=== EXTRACT PROVIDED ===

Idea in short

For any organization, strategic planning is important to achieve its goals, Four Phases of Strategy helps organization achieve its end goals through a proper process of planning, execution, and evaluation.

The value of a strategy is relevant to managers in order to prepare and plan the activities of the organization over a longer period. This includes responding to any changes that may occur in the external environment and within the organization. All companies operating in the marketplace, regardless of their size, type of activity or competitive position, must develop the perfect strategy. With a well-designed strategy, a company can not only gain a competitive advantage, but also become a market leader. Strategy is the foundation of a company’s success. It must be developed, implemented, and continuously improved to keep up with the changing environment.

Four Phases of Strategy

Strategy formulation is the core of any business to thrive in future. It depicts the future of any organization and how it is going to perform in current agile world. The 4 phases of strategy consist 4 major steps as shown below:

  1. Business Environment Scanning
  2. Strategy Formulation
  3. Implementation of strategy
  4. Evaluation and Control

The environmental scanning for the respective business defines major objectives that are needed to be achieved. This phase of strategy not only visualizes outcome but also helps in understanding the external environment surrounding your business. Business environment scanning is a pathway to signify the organization’s objectives. Usually the term – objectives is interchanged with purpose and mission. These terms show the end goals for any business that wants to achieve in nearby future. Organizations in this phase, emphasizes on setting up objectives for various verticals like marketing, finance, human resources, technology and equipment, and operations. All this department works together to determine the ultimate goal required to achieve.

=== STORED RECORDS ===

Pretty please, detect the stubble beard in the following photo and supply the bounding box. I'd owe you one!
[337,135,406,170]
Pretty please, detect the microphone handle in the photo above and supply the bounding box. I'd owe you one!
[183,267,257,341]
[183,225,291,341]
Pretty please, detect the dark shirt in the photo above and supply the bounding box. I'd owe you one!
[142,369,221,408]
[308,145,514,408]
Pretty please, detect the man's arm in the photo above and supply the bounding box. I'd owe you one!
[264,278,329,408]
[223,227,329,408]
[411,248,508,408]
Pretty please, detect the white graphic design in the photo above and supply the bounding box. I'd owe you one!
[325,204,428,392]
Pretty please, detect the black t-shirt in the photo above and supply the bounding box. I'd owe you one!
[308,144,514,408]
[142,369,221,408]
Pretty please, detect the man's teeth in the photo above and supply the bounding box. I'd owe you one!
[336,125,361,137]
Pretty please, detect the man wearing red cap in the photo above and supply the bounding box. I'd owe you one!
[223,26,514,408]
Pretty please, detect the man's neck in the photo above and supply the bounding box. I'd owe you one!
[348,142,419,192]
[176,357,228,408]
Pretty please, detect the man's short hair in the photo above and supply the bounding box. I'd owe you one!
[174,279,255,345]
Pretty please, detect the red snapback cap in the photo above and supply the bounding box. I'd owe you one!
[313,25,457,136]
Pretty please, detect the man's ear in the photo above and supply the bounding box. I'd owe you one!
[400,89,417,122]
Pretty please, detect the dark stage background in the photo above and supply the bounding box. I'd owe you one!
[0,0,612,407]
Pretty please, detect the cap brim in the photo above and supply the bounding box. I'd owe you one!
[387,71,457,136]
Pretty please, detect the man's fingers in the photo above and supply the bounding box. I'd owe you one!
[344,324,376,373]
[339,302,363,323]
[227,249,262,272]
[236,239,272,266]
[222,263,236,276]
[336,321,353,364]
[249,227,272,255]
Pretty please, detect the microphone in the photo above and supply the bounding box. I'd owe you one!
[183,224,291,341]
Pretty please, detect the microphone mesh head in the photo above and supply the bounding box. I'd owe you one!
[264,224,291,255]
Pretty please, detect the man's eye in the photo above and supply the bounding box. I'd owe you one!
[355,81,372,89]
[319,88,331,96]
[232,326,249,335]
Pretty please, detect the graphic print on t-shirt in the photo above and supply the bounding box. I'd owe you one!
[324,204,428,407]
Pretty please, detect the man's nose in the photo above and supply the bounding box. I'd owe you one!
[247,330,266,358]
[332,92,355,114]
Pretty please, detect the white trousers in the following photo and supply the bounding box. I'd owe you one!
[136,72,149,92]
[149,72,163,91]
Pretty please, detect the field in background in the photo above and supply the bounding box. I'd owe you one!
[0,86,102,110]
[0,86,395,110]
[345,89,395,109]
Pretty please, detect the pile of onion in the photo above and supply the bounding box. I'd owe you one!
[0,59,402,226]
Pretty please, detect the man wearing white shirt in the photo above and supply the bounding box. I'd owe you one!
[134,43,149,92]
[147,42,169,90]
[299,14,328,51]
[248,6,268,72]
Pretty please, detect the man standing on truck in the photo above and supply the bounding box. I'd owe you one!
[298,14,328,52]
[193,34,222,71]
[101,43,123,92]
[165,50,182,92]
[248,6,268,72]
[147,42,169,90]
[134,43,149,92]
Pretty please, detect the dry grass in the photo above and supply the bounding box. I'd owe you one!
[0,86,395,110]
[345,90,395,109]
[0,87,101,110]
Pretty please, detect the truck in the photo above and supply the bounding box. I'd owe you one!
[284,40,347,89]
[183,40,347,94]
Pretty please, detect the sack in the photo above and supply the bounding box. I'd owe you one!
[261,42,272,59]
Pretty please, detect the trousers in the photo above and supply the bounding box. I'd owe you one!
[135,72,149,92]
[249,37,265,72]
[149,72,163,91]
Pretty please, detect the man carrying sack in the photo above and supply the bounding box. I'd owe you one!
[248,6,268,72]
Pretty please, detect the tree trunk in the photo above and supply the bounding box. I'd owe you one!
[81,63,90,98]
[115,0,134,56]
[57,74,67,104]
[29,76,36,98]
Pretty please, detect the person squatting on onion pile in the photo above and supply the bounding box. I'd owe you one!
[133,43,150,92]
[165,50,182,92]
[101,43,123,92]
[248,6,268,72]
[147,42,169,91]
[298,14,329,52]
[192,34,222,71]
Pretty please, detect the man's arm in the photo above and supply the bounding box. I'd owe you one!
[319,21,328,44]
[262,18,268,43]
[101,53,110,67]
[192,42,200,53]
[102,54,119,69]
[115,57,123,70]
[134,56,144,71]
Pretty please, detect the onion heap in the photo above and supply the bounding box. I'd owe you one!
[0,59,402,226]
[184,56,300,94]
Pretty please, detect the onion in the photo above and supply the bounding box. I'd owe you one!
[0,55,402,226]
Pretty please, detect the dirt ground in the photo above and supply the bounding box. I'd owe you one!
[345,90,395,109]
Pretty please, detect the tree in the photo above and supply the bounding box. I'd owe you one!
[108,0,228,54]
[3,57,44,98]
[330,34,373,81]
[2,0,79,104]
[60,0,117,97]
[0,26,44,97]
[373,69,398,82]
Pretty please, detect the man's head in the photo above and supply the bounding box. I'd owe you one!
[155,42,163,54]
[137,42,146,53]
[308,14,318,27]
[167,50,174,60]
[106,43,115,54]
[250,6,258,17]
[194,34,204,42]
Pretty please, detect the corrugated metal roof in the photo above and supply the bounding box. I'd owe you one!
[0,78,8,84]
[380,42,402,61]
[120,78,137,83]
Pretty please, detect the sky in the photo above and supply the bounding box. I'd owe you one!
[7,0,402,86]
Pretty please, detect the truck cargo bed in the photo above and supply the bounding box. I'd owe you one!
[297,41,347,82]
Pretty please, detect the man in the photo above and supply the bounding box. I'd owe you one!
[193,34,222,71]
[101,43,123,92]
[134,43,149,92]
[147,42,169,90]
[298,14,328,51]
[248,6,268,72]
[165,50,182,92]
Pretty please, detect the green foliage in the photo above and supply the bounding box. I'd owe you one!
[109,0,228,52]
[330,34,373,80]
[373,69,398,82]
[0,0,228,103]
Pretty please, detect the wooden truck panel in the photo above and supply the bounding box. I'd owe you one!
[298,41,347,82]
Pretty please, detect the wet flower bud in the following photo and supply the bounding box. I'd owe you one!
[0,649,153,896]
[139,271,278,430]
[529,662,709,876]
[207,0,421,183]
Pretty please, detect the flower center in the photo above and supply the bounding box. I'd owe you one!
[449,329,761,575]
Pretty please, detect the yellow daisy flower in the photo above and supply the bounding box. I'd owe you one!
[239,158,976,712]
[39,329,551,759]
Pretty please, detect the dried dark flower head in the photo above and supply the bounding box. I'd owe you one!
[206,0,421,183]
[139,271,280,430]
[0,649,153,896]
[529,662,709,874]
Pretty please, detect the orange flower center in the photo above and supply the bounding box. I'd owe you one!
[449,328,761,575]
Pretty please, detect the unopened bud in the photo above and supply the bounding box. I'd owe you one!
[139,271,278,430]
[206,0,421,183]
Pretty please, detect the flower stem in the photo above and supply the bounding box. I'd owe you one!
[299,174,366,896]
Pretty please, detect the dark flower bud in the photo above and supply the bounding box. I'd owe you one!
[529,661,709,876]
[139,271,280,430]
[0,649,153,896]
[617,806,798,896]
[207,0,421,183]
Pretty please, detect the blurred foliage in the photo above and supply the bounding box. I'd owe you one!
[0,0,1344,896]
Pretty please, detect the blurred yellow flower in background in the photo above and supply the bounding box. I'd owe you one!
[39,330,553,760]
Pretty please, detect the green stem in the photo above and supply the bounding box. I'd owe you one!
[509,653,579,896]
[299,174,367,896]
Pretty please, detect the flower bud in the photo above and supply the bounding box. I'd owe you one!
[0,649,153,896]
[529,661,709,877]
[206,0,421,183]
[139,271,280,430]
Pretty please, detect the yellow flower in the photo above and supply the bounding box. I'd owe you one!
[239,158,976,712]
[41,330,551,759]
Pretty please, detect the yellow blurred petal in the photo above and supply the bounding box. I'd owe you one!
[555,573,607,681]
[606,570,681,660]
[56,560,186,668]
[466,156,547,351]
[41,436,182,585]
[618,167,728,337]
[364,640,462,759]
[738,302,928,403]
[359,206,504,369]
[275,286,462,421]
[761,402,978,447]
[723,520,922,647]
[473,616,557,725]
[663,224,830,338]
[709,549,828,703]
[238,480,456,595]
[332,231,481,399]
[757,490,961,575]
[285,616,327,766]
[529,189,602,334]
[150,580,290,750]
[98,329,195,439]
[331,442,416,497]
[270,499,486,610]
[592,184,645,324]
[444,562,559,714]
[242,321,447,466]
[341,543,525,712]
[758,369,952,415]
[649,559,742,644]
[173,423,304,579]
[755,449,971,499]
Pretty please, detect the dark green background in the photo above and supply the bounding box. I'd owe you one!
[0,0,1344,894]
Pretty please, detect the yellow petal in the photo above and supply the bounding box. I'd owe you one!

===

Could you repeat the passage on the four phases of strategy, starting with "1. Business Environment" and going on through "required to achieve.", but switching "verticals" to "divisions"?

1. Business Environment Scanning
  2. Strategy Formulation
  3. Implementation of strategy
  4. Evaluation and Control

The environmental scanning for the respective business defines major objectives that are needed to be achieved. This phase of strategy not only visualizes outcome but also helps in understanding the external environment surrounding your business. Business environment scanning is a pathway to signify the organization’s objectives. Usually the term – objectives is interchanged with purpose and mission. These terms show the end goals for any business that wants to achieve in nearby future. Organizations in this phase, emphasizes on setting up objectives for various divisions like marketing, finance, human resources, technology and equipment, and operations. All this department works together to determine the ultimate goal required to achieve.